**** MATERIAL SHOWN ****

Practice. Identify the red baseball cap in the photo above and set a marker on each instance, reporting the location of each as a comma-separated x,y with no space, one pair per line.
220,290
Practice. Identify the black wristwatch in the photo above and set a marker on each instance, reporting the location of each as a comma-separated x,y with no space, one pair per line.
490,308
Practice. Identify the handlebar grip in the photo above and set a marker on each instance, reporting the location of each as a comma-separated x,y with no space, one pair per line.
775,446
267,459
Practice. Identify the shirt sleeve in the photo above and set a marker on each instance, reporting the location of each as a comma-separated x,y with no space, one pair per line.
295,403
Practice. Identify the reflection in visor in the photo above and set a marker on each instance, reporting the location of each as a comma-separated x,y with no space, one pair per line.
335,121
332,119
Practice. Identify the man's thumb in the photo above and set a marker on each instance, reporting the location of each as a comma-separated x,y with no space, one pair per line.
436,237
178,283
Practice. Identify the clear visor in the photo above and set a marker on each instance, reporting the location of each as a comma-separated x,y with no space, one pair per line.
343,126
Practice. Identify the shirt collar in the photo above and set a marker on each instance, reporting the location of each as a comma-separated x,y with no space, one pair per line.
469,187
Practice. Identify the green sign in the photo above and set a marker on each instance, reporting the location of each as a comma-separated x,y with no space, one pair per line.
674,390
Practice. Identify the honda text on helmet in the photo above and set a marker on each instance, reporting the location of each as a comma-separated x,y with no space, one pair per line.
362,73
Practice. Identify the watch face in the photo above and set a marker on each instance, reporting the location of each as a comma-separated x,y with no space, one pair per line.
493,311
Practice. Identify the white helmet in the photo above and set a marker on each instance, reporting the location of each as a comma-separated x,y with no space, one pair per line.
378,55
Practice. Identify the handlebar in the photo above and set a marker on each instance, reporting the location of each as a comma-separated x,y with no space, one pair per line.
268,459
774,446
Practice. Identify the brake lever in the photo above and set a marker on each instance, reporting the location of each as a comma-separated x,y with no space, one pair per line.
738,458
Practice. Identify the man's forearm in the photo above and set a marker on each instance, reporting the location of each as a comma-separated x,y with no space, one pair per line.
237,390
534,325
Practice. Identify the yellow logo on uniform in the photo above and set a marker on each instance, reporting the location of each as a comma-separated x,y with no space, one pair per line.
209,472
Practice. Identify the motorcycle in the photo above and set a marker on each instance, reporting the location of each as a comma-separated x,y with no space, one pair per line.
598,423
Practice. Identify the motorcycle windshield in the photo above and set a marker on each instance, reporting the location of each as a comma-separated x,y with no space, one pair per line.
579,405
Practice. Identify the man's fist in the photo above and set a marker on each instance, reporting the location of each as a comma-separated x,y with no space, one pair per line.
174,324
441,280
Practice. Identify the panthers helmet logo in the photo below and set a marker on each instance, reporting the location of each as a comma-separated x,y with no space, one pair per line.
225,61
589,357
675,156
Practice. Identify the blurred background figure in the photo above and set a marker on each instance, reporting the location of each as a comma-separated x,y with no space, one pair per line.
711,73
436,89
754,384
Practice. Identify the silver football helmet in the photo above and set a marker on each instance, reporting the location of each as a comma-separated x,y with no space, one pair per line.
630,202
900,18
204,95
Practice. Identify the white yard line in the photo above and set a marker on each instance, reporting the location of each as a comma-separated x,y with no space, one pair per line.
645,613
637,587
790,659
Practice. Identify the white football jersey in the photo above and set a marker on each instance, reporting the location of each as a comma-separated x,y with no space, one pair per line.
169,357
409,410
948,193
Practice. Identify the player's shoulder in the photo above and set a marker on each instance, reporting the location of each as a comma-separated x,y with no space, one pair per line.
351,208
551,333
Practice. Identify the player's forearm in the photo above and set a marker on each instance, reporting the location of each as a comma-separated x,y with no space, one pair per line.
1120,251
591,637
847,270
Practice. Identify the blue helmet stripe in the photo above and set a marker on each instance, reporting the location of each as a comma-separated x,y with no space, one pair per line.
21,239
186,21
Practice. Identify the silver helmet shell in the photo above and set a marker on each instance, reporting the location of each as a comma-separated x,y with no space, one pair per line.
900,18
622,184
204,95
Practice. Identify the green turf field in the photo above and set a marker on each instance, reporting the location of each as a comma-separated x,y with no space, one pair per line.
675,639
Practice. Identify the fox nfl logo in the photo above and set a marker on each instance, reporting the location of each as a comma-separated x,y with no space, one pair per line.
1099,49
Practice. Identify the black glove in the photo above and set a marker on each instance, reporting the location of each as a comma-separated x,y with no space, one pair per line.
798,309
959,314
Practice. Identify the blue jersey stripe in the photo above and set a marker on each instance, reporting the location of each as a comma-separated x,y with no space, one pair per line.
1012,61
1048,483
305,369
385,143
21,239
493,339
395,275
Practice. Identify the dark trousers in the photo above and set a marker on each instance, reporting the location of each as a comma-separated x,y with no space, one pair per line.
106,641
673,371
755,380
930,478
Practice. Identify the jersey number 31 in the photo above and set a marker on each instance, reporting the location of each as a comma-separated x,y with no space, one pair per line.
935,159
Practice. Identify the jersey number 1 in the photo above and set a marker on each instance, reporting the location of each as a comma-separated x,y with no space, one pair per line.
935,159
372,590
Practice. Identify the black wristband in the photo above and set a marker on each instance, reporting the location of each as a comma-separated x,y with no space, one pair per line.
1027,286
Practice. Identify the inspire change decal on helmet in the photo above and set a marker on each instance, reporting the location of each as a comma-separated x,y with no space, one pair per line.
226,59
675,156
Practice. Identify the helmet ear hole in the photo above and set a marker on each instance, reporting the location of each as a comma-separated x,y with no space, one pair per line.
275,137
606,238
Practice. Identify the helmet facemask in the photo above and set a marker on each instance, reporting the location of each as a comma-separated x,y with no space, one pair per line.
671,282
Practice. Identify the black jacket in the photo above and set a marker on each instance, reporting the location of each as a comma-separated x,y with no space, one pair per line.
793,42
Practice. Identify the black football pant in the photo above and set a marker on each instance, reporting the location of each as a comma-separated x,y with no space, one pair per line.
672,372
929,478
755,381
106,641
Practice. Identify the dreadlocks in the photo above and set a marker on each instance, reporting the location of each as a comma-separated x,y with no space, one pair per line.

****

Lay out every line of the data above as a numbered list, leaving out any blank lines.

RESULT ▸
1. Practice. Identify the red baseball cap in the photo above and set a marker on each instance, reporting the location of each as a comma-separated x,y with no space, one pair per line.
2. 220,290
3. Practice. Identify the black wristwatch in the photo above and set a marker on each instance, reporting the location of each as a comma-separated x,y with no space, one pair per line.
4. 490,308
5. Practice. Identify the handlebar grip in the photo above and set a marker on each instance, reporting the location of each as a comma-separated x,y with no space, one pair per line.
6. 775,446
7. 267,459
8. Practice. Identify the shirt sleeve in the photo above and set a marker on each instance, reporting the location of each as a comma-separated x,y with no space, one pair per line.
9. 295,403
10. Practice. Identify the reflection in visor in the photo above and set a marker on each instance, reporting the location of each as a comma-separated x,y with no space, one pair per line.
11. 335,121
12. 332,119
13. Practice. Identify the man's thumb in the photo above and set a marker on each instance, reporting the location of each as a comma-separated x,y with no space, one pair per line.
14. 436,237
15. 178,283
16. Practice. Identify the clear visor in the photo above and set a marker on each instance, reporting the location of each as a comma-separated x,y with no space, one pair per line.
17. 343,126
18. Practice. Identify the shirt collar in the photo above and set a marker on each instance, reporting the location of each as a comma-separated x,y with no space, one pair per line.
19. 469,187
20. Practice. Identify the green sign in the photo above and set a marker on each instance, reporting the location of each as a comma-separated x,y with no space, one pair per line.
21. 674,390
22. Practice. Identify the honda text on helmet in the photo above and set a marker on each instance, reporting the location of each as a comma-separated x,y with no space, one pair per line.
23. 362,73
24. Practice. Identify the watch face in the photo above and set a marker on each instance, reporting the location of each as a comma-separated x,y with no space, one pair per line.
25. 493,311
26. Practice. Identify the white helmet in the photo above and set a marker on each instance, reporting the location of each as a comma-separated x,y with no space, one pair per line.
27. 378,55
28. Practice. Identify the handlebar in the photo above and set a marker on each instance, reporting the location of each as a comma-separated x,y with no space, one pair per line.
29. 268,459
30. 774,446
31. Practice. Identify the brake lever in the photo above and set a marker on each instance, reporting the location of each as a comma-separated x,y with no space, one pair per line.
32. 738,458
33. Practice. Identify the man's forearm in the photo above and set a marker on each instance, reporting the location of each as a comma-separated x,y with no space, one pair per line.
34. 237,390
35. 534,325
36. Practice. Identify the yellow logo on uniform in the photo above and set a marker on each instance, reporting the location of each as a comma-separated x,y with no space, one pair per line.
37. 209,472
38. Practice. Identify the motorcycle in the photo above and set a marker on each instance, reporting the location of each as a comma-separated x,y with no space, one pair per line.
39. 598,423
40. Practice. Identify the motorcycle windshield in the photo above and set a marker on each instance, reporting the location of each as a comma-separated x,y with no space, one pair per line.
41. 579,405
42. Practice. Identify the man's fist in the photo above and set a marker on each instance, reporting the location of each as a comma-separated x,y with no space, one pair per line.
43. 174,324
44. 441,280
45. Practice. Identify the panthers helmet logo in the photo below and set a marker on each instance, reporting the location of each as a comma-separated x,y with no space, one pair per line.
46. 225,61
47. 589,357
48. 675,156
49. Practice. Identify the blurred background figure in the photo above and set a marker on each instance, reporting the location of each as a comma-separated x,y with no space, one pair per line.
50. 711,73
51. 436,89
52. 754,384
53. Practice. Identify the silver football helmet in the photo above and set a marker on each instance, reporting the location of each as a comma-separated x,y with no space, one pair per line.
54. 630,202
55. 900,18
56. 204,95
57. Practice. Identify the white yard line in the photo above and set a marker on each instance, reporting the location of each as a comma-separated x,y with no space, one pair per line.
58. 645,613
59. 637,587
60. 790,659
61. Practice. Identify the white football jersey in the photo above and set a marker on each instance, reporting the location of each as a comma-separated x,y with no space, one pair per line.
62. 169,357
63. 409,410
64. 948,193
65. Practice. Identify the player's shoulder in the photo above and set a marker on each instance, reporting the location of each as a comma-separated x,y with no space, one pair per line.
66. 351,208
67. 551,333
68. Practice. Identify the player's forearm in the photo above and set a marker on each instance, reporting the location of each as a comma-separated x,y with no space, one pair per line.
69. 1120,251
70. 591,637
71. 847,270
72. Practice. Identify the blue helmet stripe in the photo above and set a marker on each instance, reporting the location of each as a comma-separated x,y with no space, one pair per line.
73. 21,239
74. 186,21
75. Practice. Identify the silver helmet shell in the photo above and set a marker on each instance, reporting the location of each as a comma-separated x,y with no space, one pair per line.
76. 900,18
77. 622,184
78. 204,95
79. Practice. Identify the green turf field in the photo above and set a marker on each instance, reporting the location of each as a comma-separated x,y with no space, one pair per line.
80. 675,639
81. Practice. Identify the fox nfl logo in the photo above and set a marker on each instance, reporting the location of each as a comma-separated x,y with no space, one pair per line.
82. 1099,49
83. Practice. Identify the black glove in the photo above and set a marker on each instance, reporting the location of each as a comma-separated x,y with no space, one pair per line.
84. 798,309
85. 959,314
86. Practice. Identify the blue jersey stripe in the photo above and set a marker on each instance, reporting the location of each as a comma-separated x,y with no space, one pair per line.
87. 1012,61
88. 1048,483
89. 305,369
90. 385,143
91. 21,239
92. 493,339
93. 395,275
94. Practice. Identify the dark trousers in the photo above and set a marker on each instance, reporting the location of each as a comma-separated x,y with no space, one pair per line.
95. 106,641
96. 673,371
97. 755,380
98. 930,478
99. Practice. Identify the jersey number 31 in the photo above and set a marker on each instance, reporting the location of each as a comma-separated x,y with no space, one pair per line.
100. 935,159
101. Practice. Identify the jersey number 1 in the photo above and set a marker on each instance, reporting the location of each as a comma-separated x,y with no space, one pair per line.
102. 935,159
103. 372,590
104. Practice. Identify the black wristband in the photo above and set a marker on each instance, reporting the location of each as a comma-separated x,y with no space, one pair per line.
105. 1027,286
106. Practice. Identify the inspire change decal on helmet in the photo above and set a marker on each instance, reporting the location of each as a comma-separated x,y with no space, one pair per line.
107. 226,59
108. 675,156
109. Practice. Identify the helmet ear hole in the photo above and set a marker on each instance, reporting the location of each as a comma-separated x,y with no space, one pair per line.
110. 275,137
111. 606,238
112. Practice. Identify the helmet facemask in the photo above and set a marker on each instance, reporting the location of each as a comma-separated x,y with no space, one pair per line.
113. 671,282
114. Practice. Identify the black jacket in the photo above and set a marker on each instance, reporting the location of each as a comma-separated x,y with no space, one pair per line.
115. 793,42
116. Practice. Identify the black football pant in the photo above and set a marker on each instance, reporting the location of each as a comma-separated x,y with no space, one pair per line.
117. 672,372
118. 929,478
119. 755,381
120. 106,641
121. Practice. Identify the dreadlocks in the photo above and set a marker on each instance, reporting the location of each as a comma-separated x,y with no space, one pair per line.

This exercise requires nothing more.